Une entrevue et un retour sur la programmation

Programmation de l’orchestre Philharmonique du Québec
Crédit photo : Ariane Monzerolle, prise lors de l’événement

par Ariane Monzerolle

Mardi dernier, l’Orchestre Philharmonique du Québec nous conviait au Quai 99 de Longueuil pour le lancement de leur programmation 23-24. Anciennement connu sous le nom de l’orchestre de la Montérégie, l’orchestre nous propose une programmation qui veut représenter la culture québécoise, c’est-à-dire multiculturel, drôle, généreux et inclusif. La programmation se dessine sous la thématique de la rébellion symphonique. Dans son discours de présentation, le Maestro nous rappelle qu’au moment de sortie de ces classiques, souvent, les compositeurs étaient perçus comme étant porteurs de mouvements sociaux et choquait pour la plupart avec leurs modes de vie décadents. Il espère donc qu’avec cette programmation, on redonne ce ton militant à ces pièces classiques.

Malgré la nouvelle appellation de l’orchestre, iels ne sont pas à leur première année ni à court de projet. L’orchestre nous promet un deuxième album vers la fin de l’année, on se souvient que l’an passé leur album est resté dans le top dix des meilleurs albums du Canada durant quatorze semaines. De plus, l’été prochain, iels repartiront en tournée à Rio de Janeiro, à l’Uruguay, au Chili, en France, en Espagne et à Sao Paulo. Je vous présente donc un petit tour de l’orchestre Philharmonique du Québec, avec une entrevue avec le Maestro Alexandre Da Costa et un retour sur leur programmation!

Entrevue avec un Maestro inspirant

J’ai donc eu la chance de m’entretenir avec Alexandre Da Costa, investigateur de la programmation et maestro de l’orchestre. J’ai découvert une personne humaine et charmante, il nous fait part plus en détail de certains choix pris cette année pour l’Orchestre Philharmonique du Québec.

Q : Qu’est-ce qui a initié l’envie de présenter une programmation autant innovatrice et riche ?

[Consigne]:
D'après l'extrait, sous quel nom l'Orchestre Philharmonique du Québec était-il connu auparavant ? Les données présentées ensuite sont indépendantes de l'extrait.

[Données fournies]:

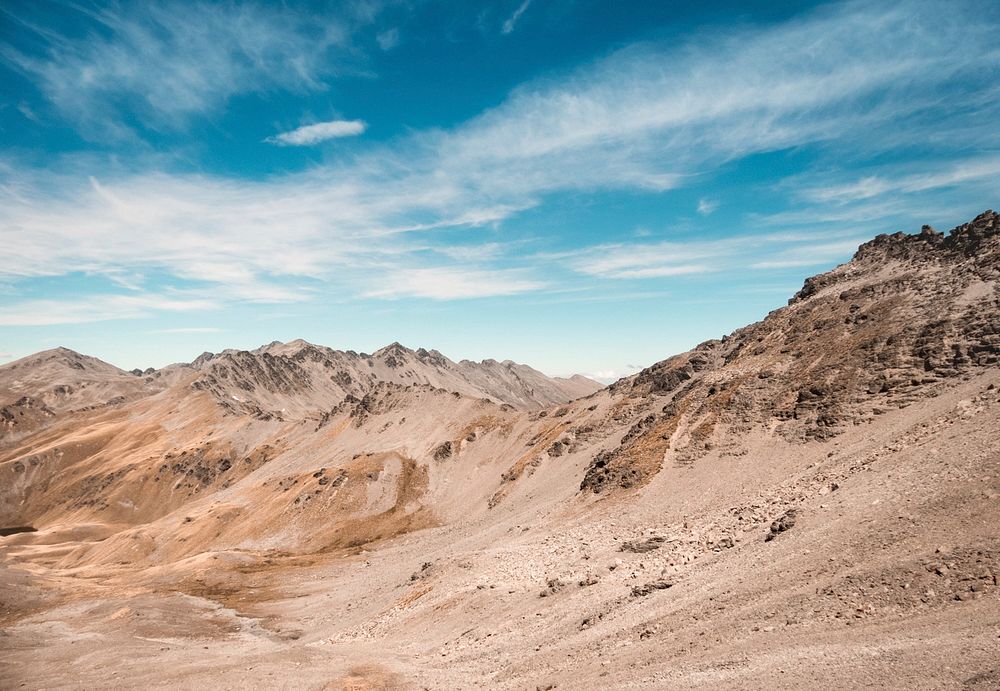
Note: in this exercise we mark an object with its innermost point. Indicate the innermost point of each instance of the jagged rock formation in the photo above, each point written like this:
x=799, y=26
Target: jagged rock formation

[Réponse]:
Il était connu sous le nom de l'orchestre de la Montérégie.